• _SOURCE TEXT_
-- -- --
Quitting is permanently and voluntarily leaving a job. Unless you have another job lined up (written job offer in hand that you have officially accepted), quitting is not usually good career or financial move.

Do not quit a job based on a verbal offer. Get the new job offer in writing, first.

Exceptions exist, of course. If continuing to do your current job involves you in potentially illegal activity or if you feel your life, health, or safety are at risk, then quitting may be your only - and your best - option.

However, typically it is not a good idea to quit one job before you have landed the next one.

Why not quit?

Two primary reasons:

  1. Recruiters and employers prefer "passive" (employed) job seekers.  NOT logical, but definitely reality!

    Many recruiters and employers currently believe that the world of job candidates is divided into 2 parts: first, people looking for new jobs (also known as "active" job seekers) and, second, happily employed people who are not looking for new jobs (a.k.a. "passive" job seekers).

    Obviously (to employers, at least), the most desirable potential employees are those passive job seekers who aren't looking for jobs.

    The passive job seekers are happily employed because they are well-paid, successful people. It seems very similar to the "playing hard to get" dating strategy. It's not logical and very often not true, but it is human nature.

    If you quit your job, you are automatically included in the less desirable active job seeker category of "active" job seeker.

    Following this somewhat twisted logic, if you are still employed, however tenuously and unhappily, the fact that you are currently employed makes you more interesting to recruiters and employers than you would be if you were not employed.
-- -- --
• _TO-DO LIST_
1/ According to the passage on quitting a job, which kind of job seekers do recruiters and employers prefer?
2/ Copy the passage on quitting a job from "Exceptions exist, of" to "best - option.".
These entries have no connection to the passage on quitting a job.

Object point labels
-- -- --
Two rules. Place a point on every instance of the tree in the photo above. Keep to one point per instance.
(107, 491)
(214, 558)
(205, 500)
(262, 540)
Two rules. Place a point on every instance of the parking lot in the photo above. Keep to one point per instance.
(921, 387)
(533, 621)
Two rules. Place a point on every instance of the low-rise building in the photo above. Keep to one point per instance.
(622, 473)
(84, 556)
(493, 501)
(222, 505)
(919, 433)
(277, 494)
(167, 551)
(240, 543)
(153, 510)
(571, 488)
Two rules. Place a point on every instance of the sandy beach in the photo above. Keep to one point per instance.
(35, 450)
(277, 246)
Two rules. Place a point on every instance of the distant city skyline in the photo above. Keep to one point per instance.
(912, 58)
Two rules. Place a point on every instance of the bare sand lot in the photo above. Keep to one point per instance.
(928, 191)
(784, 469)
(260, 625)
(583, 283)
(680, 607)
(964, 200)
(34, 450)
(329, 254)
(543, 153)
-- -- --
• _SOLUTIONS_
1/ They prefer "passive" (employed) job seekers.

2/
Exceptions exist, of course. If continuing to do your current job involves you in potentially illegal activity or if you feel your life, health, or safety are at risk, then quitting may be your only - and your best - option.